• TUGAS DIKERJAKAN 1: Terjemahkan ke dalam bahasa Inggris kalimat dari teks tentang sulitnya move on ini: "Fenomena ini disebut sebagai kesulitan untuk move on."
• TUGAS DIKERJAKAN 2: Teruskan teks tentang sulitnya move on setelah perpisahan, dimulai sesudah kalimat terakhirnya.

──────── TEKS LATIHAN

Hampir semua orang pernah mengalami perpisahan mendalam dalam hubungan cinta, yang merupakan pengalaman yang melibatkan perasaan. Namun, persepsi setiap orang bisa berbeda. Sementara beberapa orang cepat beradaptasi dan melanjutkan hidup, yang lain mengalami kehilangan, kesedihan, dan keinginan untuk kembali ke masa lalu.
Fenomena ini disebut sebagai kesulitan untuk move on. Dari perspektif biopsikologi, kondisi ini tidak hanya berkaitan dengan perasaan atau kenangan, hal tersebut juga mencakup proses biologis di tubuh dan otak yang membentuk dan mempertahankan hubungan emosional (Gehl, 2023; Pohl et al., 2018).

────────────────
──────── DATA DITAMPILKAN

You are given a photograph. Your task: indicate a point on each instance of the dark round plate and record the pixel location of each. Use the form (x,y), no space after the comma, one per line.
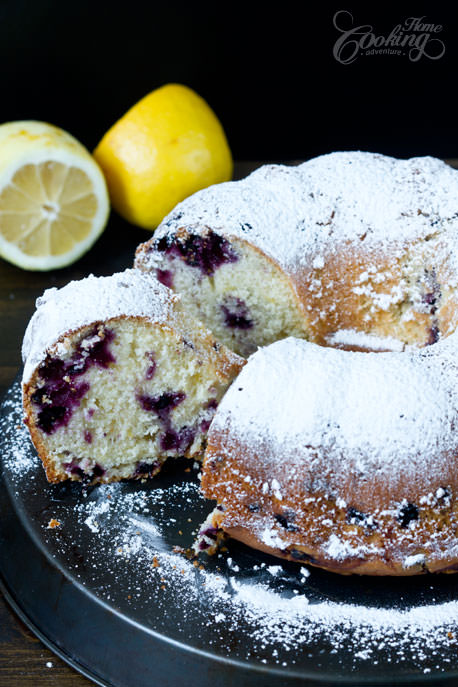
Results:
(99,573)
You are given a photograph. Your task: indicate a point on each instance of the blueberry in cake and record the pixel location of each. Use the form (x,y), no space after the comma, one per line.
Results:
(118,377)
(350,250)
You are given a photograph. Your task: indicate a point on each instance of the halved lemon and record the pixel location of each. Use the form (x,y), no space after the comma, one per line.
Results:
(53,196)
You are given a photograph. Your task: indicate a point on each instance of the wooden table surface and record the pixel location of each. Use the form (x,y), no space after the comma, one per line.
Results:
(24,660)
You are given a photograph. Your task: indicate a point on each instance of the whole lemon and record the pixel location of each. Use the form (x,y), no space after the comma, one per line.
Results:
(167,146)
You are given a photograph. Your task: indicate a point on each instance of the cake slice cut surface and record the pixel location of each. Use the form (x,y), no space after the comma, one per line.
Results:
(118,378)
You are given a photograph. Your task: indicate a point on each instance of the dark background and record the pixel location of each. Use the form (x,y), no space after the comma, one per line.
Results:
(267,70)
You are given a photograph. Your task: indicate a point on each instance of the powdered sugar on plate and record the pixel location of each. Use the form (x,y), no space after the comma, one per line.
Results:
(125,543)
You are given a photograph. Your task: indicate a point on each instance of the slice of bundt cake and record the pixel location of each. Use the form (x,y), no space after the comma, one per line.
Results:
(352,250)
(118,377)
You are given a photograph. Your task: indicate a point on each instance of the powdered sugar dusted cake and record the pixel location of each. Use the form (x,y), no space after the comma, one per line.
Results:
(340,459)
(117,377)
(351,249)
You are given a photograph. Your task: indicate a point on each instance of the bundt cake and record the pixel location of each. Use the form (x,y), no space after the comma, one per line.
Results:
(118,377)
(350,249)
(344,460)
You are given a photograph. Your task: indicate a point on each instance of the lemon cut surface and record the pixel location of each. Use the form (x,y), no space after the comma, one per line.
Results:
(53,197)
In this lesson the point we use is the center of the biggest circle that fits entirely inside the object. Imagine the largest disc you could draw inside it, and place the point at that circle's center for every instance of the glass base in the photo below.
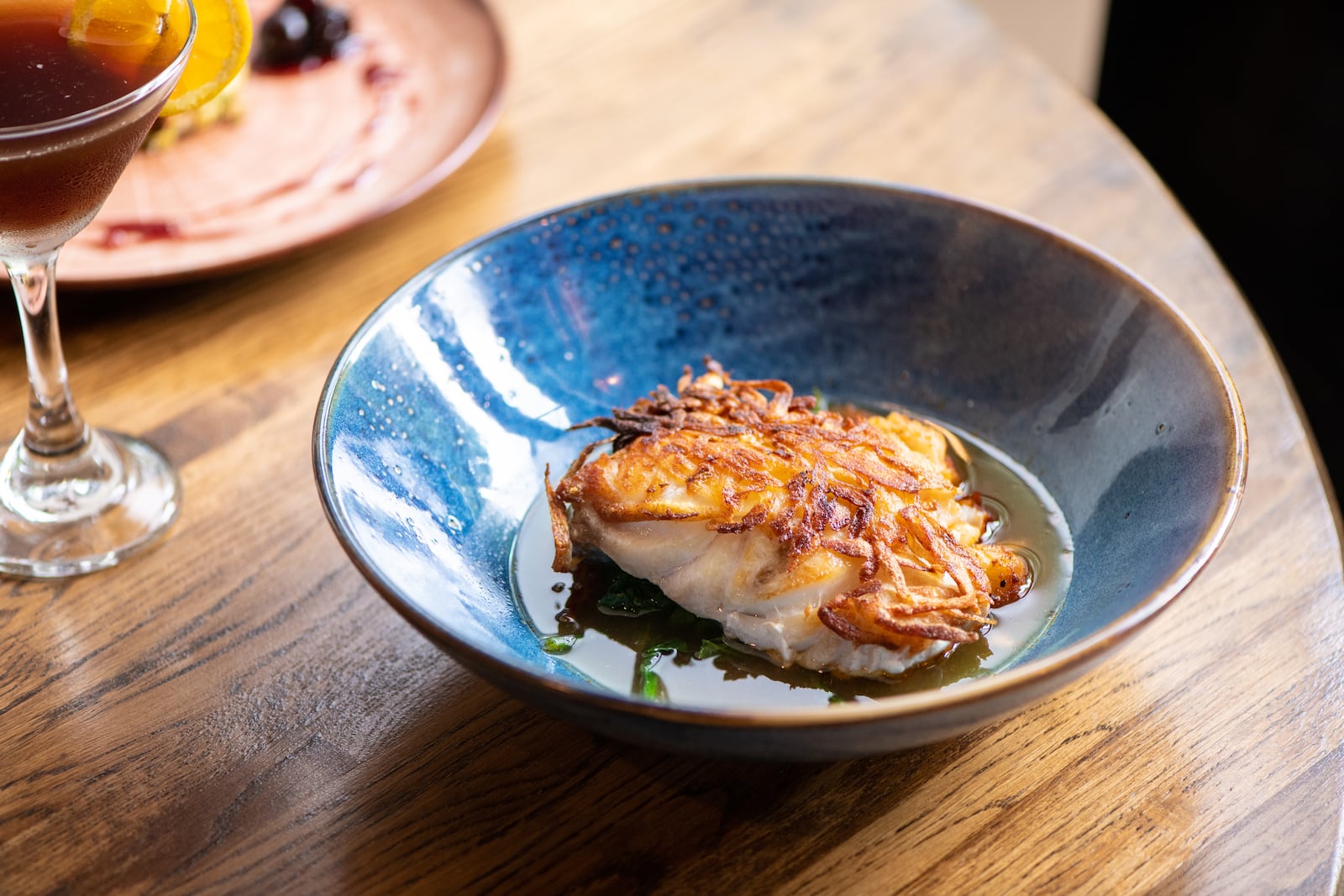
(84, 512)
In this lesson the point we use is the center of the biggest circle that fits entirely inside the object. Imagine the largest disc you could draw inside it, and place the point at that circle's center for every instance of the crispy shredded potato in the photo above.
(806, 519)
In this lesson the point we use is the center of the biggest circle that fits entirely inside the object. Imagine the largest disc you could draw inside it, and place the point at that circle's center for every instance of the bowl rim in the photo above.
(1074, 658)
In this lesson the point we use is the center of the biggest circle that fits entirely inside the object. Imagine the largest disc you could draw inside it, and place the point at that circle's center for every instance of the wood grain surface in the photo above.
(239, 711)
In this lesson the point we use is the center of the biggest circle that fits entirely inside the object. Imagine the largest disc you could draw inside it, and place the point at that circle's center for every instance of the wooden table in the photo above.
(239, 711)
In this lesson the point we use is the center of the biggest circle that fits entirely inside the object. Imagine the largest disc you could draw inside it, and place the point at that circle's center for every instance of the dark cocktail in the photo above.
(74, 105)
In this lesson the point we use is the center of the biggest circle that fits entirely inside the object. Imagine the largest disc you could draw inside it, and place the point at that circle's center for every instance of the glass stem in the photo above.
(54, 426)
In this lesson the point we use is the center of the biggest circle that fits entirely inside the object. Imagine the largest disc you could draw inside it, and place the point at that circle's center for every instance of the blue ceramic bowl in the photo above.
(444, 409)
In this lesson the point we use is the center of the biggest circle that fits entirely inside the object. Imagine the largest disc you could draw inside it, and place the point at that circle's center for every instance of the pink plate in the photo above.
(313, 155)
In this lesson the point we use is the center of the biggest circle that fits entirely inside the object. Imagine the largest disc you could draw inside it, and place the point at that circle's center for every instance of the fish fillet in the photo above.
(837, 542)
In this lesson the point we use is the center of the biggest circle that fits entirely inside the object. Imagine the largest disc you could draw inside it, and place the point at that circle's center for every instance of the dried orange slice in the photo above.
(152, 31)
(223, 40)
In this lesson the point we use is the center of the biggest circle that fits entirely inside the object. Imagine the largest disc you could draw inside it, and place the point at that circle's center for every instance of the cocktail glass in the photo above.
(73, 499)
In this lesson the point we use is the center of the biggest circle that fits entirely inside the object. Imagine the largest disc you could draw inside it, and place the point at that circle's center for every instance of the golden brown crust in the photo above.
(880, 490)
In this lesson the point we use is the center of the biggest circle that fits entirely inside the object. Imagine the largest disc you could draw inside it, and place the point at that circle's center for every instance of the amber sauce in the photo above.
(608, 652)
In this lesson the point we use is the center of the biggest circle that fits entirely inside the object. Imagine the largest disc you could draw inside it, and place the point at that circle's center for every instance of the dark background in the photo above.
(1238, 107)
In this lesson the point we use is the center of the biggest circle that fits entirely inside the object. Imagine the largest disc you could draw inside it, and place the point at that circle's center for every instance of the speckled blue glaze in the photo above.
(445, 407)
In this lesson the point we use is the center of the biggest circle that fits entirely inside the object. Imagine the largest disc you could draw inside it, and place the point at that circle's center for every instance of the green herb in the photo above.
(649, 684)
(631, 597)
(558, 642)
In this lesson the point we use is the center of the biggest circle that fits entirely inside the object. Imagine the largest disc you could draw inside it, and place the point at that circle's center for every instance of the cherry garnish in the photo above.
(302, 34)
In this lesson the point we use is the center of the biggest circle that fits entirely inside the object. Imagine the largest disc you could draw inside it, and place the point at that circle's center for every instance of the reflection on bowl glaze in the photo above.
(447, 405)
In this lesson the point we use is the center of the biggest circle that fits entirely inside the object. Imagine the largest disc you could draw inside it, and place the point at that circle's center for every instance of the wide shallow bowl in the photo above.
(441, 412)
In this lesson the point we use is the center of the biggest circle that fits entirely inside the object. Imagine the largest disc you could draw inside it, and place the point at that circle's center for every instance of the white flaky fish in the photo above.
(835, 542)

────────────────
──────── DATA DITAMPILKAN

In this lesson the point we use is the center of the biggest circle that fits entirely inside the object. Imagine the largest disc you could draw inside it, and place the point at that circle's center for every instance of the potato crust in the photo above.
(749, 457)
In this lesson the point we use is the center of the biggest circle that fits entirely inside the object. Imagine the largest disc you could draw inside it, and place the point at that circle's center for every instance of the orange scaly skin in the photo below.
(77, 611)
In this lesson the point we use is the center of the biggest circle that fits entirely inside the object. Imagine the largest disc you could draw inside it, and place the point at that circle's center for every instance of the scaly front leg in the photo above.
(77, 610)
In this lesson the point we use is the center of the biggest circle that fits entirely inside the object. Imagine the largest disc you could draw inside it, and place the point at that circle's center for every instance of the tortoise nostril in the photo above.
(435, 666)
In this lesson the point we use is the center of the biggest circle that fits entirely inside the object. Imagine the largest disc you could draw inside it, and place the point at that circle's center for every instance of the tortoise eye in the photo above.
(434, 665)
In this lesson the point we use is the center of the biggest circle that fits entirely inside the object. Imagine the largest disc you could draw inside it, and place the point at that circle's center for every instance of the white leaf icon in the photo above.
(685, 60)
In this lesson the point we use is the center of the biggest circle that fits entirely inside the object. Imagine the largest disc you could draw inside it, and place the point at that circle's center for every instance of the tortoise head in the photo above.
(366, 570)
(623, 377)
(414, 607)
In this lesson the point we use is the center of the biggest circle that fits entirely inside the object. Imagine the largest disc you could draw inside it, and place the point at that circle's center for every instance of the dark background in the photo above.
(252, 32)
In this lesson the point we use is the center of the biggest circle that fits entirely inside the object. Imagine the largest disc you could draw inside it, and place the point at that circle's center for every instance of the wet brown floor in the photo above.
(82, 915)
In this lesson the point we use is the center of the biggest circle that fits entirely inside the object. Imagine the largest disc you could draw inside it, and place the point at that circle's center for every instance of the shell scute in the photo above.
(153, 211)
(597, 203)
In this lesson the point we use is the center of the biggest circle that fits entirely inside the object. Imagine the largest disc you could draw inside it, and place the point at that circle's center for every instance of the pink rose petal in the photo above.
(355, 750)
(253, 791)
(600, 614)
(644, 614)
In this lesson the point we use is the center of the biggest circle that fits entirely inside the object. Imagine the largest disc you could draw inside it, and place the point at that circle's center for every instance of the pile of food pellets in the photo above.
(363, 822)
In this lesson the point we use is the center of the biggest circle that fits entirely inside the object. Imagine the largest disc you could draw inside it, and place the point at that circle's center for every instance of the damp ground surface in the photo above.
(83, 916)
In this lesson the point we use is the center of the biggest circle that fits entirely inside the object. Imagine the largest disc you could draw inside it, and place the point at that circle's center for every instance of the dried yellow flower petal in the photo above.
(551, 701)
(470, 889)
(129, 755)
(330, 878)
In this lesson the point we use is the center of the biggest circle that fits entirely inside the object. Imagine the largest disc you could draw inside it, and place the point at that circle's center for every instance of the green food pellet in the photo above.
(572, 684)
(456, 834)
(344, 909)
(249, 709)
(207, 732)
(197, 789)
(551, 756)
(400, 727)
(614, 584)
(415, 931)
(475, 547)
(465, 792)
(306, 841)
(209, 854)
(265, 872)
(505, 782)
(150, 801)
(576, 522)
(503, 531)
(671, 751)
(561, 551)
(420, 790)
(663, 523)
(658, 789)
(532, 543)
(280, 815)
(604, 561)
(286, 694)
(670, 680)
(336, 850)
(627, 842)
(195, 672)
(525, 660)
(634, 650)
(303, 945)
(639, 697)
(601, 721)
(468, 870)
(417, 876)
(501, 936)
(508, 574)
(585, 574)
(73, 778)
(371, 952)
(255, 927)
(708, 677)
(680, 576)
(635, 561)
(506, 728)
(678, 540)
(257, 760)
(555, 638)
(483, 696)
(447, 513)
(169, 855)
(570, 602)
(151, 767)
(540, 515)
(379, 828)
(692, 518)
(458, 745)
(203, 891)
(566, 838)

────────────────
──────── DATA DITAMPILKAN

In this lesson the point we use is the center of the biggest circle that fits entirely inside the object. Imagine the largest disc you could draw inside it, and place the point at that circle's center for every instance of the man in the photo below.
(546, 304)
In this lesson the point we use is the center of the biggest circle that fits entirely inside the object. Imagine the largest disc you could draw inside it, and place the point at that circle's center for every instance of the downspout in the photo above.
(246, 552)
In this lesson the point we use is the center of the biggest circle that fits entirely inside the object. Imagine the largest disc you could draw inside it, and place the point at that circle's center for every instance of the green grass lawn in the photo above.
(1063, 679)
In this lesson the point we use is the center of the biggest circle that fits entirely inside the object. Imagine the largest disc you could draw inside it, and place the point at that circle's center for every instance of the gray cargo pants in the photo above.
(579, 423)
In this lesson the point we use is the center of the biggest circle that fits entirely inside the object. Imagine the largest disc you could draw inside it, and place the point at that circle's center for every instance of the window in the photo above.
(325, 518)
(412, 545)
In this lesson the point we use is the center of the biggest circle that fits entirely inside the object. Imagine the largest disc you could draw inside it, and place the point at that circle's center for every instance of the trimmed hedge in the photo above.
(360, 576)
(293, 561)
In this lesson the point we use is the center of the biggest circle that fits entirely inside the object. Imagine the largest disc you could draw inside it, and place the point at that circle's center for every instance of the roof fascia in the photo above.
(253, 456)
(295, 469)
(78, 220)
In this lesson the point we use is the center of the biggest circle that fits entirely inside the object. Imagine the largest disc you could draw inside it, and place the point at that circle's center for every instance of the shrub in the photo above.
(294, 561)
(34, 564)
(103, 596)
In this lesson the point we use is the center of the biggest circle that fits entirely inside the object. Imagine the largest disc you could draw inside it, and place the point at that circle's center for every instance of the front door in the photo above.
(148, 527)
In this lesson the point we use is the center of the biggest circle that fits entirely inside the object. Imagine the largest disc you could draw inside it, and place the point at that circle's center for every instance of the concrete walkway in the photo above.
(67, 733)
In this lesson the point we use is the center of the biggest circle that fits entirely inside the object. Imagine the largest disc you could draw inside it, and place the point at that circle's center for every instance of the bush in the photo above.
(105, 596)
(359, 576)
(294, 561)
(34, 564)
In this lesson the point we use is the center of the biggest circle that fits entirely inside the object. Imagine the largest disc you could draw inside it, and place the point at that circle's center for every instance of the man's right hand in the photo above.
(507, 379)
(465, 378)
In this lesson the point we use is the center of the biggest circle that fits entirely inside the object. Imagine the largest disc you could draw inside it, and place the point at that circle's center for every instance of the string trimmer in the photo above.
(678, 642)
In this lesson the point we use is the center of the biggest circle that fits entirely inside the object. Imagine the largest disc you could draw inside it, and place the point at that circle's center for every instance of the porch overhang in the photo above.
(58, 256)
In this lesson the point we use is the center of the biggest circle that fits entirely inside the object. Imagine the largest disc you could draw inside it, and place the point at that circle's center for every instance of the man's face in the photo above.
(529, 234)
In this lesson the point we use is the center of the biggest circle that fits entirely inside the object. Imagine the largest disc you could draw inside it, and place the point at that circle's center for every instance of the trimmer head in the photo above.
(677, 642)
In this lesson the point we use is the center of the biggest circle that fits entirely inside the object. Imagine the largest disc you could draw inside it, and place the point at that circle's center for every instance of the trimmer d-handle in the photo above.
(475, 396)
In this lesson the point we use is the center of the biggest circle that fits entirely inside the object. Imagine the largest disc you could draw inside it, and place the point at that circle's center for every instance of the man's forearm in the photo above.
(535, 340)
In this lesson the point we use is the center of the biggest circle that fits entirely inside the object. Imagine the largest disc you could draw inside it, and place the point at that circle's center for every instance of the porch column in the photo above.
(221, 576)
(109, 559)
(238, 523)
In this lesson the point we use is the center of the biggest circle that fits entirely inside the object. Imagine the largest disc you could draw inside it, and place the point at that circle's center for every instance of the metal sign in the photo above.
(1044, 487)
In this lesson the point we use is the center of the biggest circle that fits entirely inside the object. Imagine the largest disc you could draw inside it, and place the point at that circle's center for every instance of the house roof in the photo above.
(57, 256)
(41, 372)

────────────────

• JAWABAN TERTULIS 1: This phenomenon is referred to as difficulty moving on.

• JAWABAN TERTULIS 2:
Keterikatan Sebagai Mekanisme Biologis
Teori keterikatan, menurut penelitian yang dilakukan oleh Jude Cassidi dan rekan-rekannya (2013), menjelaskan bahwa manusia secara biologis diciptakan untuk memiliki hubungan yang dekat dan aman dengan orang lain. Sejak bayi, kita bergantung pada kehadiran orang tua atau orang lain (Cassidy, 2013).
Hubungan romansa dipengaruhi oleh pola keterikatan ini yang terus berkembang. otak seseorang melihat pasangan mereka sebagai "figur aman" yang memberikan kenyamanan, kepercayaan, dan kestabilan emosional (Eisma et al., 2022).
Keterikatan ini terkait dengan proses di otak. Area otak seperti sistem limbik, terutama amigdala dan hipokampus, mengatur emosi. Di sisi lain, area seperti nucleus accumbens dan ventral tegmental area berhubungan dengan sistem penghargaan. Sistem ini aktif saat kita berinteraksi dengan orang yang kita cintai, yang menghasilkan kepuasan dan rasa terhubung yang mendalam. Dengan kata lain, cinta tidak hanya dialami secara emosional, tetapi juga diproses oleh otak melalui sistem yang sama yang menyebabkan kecanduan (Earp et al., 2013).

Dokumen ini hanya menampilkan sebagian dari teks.